[Provided data]:
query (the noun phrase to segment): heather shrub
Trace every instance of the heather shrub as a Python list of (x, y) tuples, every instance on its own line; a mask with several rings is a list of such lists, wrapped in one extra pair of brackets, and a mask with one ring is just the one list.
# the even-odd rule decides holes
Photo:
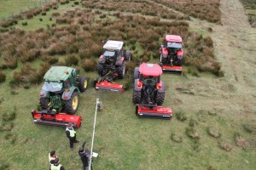
[(65, 58), (65, 65), (67, 66), (71, 66), (73, 65), (77, 65), (79, 64), (79, 58), (75, 54), (69, 54)]
[(5, 80), (6, 80), (6, 75), (3, 72), (0, 71), (0, 82), (5, 82)]
[(18, 60), (16, 57), (4, 57), (3, 58), (3, 68), (10, 68), (10, 69), (15, 69), (18, 66)]
[(81, 61), (81, 66), (85, 71), (93, 71), (96, 68), (96, 62), (93, 58), (84, 59)]
[(209, 47), (209, 48), (213, 47), (213, 41), (212, 40), (211, 37), (205, 37), (204, 42), (206, 42), (207, 47)]
[(59, 59), (57, 57), (53, 56), (43, 56), (41, 60), (44, 62), (49, 63), (49, 65), (55, 64), (59, 61)]

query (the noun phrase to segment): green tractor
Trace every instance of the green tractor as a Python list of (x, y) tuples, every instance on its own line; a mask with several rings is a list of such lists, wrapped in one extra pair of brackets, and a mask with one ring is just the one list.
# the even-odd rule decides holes
[(87, 88), (87, 77), (80, 77), (74, 68), (52, 66), (45, 73), (44, 80), (40, 92), (41, 109), (75, 114), (79, 104), (79, 94)]

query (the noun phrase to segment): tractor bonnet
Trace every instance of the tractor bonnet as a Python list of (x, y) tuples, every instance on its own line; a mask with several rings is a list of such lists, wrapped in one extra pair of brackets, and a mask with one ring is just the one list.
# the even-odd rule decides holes
[(166, 35), (166, 42), (183, 42), (183, 38), (180, 36), (176, 35)]
[(44, 80), (49, 82), (66, 81), (73, 70), (67, 66), (52, 66), (45, 73)]
[(124, 42), (109, 40), (104, 44), (103, 48), (108, 50), (120, 50), (123, 45)]
[(162, 74), (161, 67), (157, 64), (143, 63), (139, 67), (139, 72), (143, 76), (160, 76)]

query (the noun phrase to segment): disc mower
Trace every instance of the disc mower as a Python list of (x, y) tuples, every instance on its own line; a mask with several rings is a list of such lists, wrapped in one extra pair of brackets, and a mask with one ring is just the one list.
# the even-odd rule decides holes
[(183, 52), (181, 49), (183, 39), (180, 36), (166, 35), (164, 44), (161, 45), (160, 65), (164, 71), (182, 73), (182, 60)]
[(134, 71), (132, 101), (138, 117), (170, 119), (172, 109), (160, 106), (165, 100), (165, 83), (160, 80), (161, 67), (157, 64), (143, 63)]
[(125, 74), (125, 62), (131, 60), (129, 50), (123, 49), (124, 42), (120, 41), (108, 41), (103, 46), (97, 72), (100, 78), (95, 81), (96, 89), (123, 92), (123, 85), (114, 83), (116, 78), (124, 78)]
[(87, 88), (88, 79), (79, 76), (77, 70), (67, 66), (52, 66), (44, 76), (39, 94), (41, 110), (32, 111), (35, 123), (79, 128), (82, 117), (73, 116), (79, 108), (79, 94)]

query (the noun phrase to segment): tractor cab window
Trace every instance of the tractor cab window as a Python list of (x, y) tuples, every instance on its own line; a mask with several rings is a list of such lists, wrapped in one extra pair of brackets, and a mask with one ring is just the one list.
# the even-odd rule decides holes
[(143, 84), (145, 86), (154, 86), (158, 82), (158, 78), (150, 77), (150, 76), (143, 76), (142, 81), (143, 82)]
[(114, 60), (115, 52), (114, 51), (105, 51), (103, 55), (107, 58), (107, 60)]
[(71, 82), (70, 82), (70, 78), (68, 78), (67, 80), (66, 80), (64, 82), (63, 82), (63, 88), (69, 88), (71, 87)]
[(169, 52), (176, 54), (177, 51), (182, 48), (182, 44), (178, 42), (168, 42), (166, 48), (168, 48)]
[(119, 51), (117, 51), (116, 52), (117, 53), (117, 60), (119, 60), (119, 59), (121, 59), (121, 57), (122, 57), (122, 50), (119, 50)]
[(62, 89), (62, 82), (44, 82), (42, 88), (44, 91), (58, 92)]

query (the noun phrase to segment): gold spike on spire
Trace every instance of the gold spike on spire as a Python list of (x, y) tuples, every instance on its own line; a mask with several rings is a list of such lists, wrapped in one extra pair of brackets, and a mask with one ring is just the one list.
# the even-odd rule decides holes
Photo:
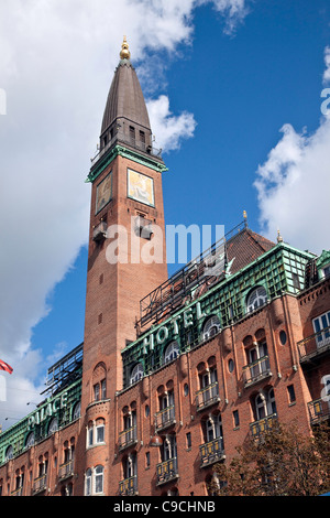
[(246, 211), (243, 211), (244, 225), (248, 227), (248, 214)]
[(121, 44), (121, 51), (120, 51), (120, 58), (121, 60), (130, 60), (131, 53), (129, 51), (129, 44), (127, 41), (127, 36), (123, 37), (123, 42)]

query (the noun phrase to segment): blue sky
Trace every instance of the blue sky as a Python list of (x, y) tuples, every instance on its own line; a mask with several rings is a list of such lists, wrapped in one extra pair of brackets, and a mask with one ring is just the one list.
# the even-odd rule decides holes
[(0, 358), (14, 373), (3, 424), (84, 339), (84, 182), (123, 34), (168, 168), (166, 224), (230, 230), (245, 209), (271, 239), (280, 228), (293, 246), (330, 248), (330, 130), (320, 110), (328, 0), (98, 0), (81, 2), (75, 22), (76, 0), (51, 0), (48, 10), (9, 3), (0, 6)]

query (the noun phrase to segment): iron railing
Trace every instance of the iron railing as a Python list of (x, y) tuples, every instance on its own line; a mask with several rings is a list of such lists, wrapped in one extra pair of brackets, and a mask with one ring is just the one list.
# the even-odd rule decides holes
[(311, 424), (330, 419), (330, 400), (328, 401), (326, 399), (316, 399), (310, 401), (307, 404), (307, 408)]
[(138, 434), (136, 425), (123, 430), (119, 435), (118, 446), (119, 450), (124, 450), (125, 447), (136, 444)]
[(173, 457), (168, 461), (161, 462), (156, 465), (157, 486), (166, 484), (178, 477), (177, 458)]
[(129, 478), (124, 478), (119, 483), (120, 496), (134, 496), (138, 493), (138, 476), (133, 475)]
[(213, 439), (199, 446), (200, 467), (209, 466), (226, 458), (222, 438)]
[(260, 419), (250, 423), (250, 432), (253, 438), (258, 438), (263, 432), (271, 430), (272, 427), (277, 422), (277, 413), (272, 413), (266, 418)]
[(38, 476), (33, 481), (33, 488), (32, 493), (35, 495), (36, 493), (41, 493), (46, 490), (47, 488), (47, 474), (44, 473), (43, 475)]
[(165, 430), (165, 428), (175, 424), (175, 407), (172, 404), (170, 407), (166, 407), (160, 412), (155, 413), (155, 429), (157, 432), (161, 430)]
[(64, 464), (61, 464), (61, 466), (58, 468), (58, 478), (59, 479), (67, 478), (69, 476), (73, 476), (74, 473), (75, 473), (74, 472), (74, 460), (72, 458), (70, 461), (65, 462)]
[(220, 401), (219, 397), (219, 385), (215, 381), (207, 387), (196, 392), (196, 409), (204, 410), (211, 404), (216, 404)]
[(263, 356), (262, 358), (258, 358), (243, 367), (243, 381), (245, 388), (267, 378), (268, 376), (272, 376), (268, 356)]

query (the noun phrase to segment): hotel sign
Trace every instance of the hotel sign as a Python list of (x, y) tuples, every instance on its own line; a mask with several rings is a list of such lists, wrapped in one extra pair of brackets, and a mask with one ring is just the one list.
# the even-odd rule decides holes
[(54, 416), (58, 410), (66, 408), (67, 406), (67, 392), (63, 392), (58, 398), (53, 401), (46, 402), (44, 406), (38, 408), (34, 413), (28, 418), (28, 429), (31, 430), (35, 425), (41, 424), (47, 418)]

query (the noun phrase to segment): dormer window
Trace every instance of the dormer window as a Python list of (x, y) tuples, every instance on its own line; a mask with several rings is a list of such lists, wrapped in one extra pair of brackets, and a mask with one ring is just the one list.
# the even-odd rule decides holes
[(211, 316), (204, 325), (202, 337), (204, 339), (211, 338), (211, 336), (215, 336), (219, 331), (221, 331), (220, 320), (217, 315)]
[(267, 292), (263, 287), (255, 288), (248, 298), (248, 313), (257, 310), (267, 302)]

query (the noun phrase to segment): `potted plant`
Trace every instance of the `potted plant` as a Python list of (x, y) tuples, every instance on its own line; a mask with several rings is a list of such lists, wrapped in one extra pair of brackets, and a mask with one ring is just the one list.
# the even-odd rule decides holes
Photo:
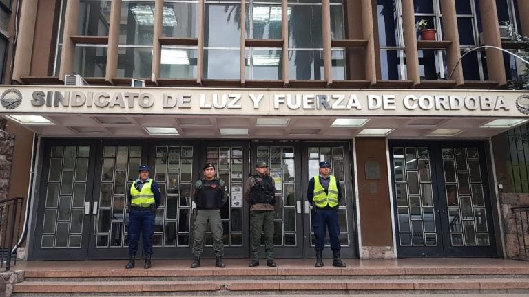
[(435, 33), (437, 32), (437, 30), (435, 29), (428, 28), (426, 26), (428, 26), (428, 21), (424, 19), (421, 19), (420, 21), (415, 23), (417, 30), (421, 34), (421, 39), (435, 40)]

[Set problem]: Please scale the records from the line with "query (the noun phrase to segment): green" up to and including the line with "104), (79, 94)]". Rewrite only those lines, requests included and left as they are, with every coordinate in the answers multiplied by 2.4 and rounded to a whole number, halves rounding up.

[Completed task]:
query (the noun phrase to segment): green tractor
Trace every instance of the green tractor as a Python list of (x, y) tuples, every instance on its own line; a mask with several rings is a list of such lists, wrapped in one extra pair of brackets, and a mask with one ring is just the one list.
# the even-odd rule decides holes
[(209, 211), (209, 185), (192, 185), (178, 163), (125, 158), (108, 175), (106, 192), (96, 221), (98, 262), (180, 274), (190, 250), (190, 226)]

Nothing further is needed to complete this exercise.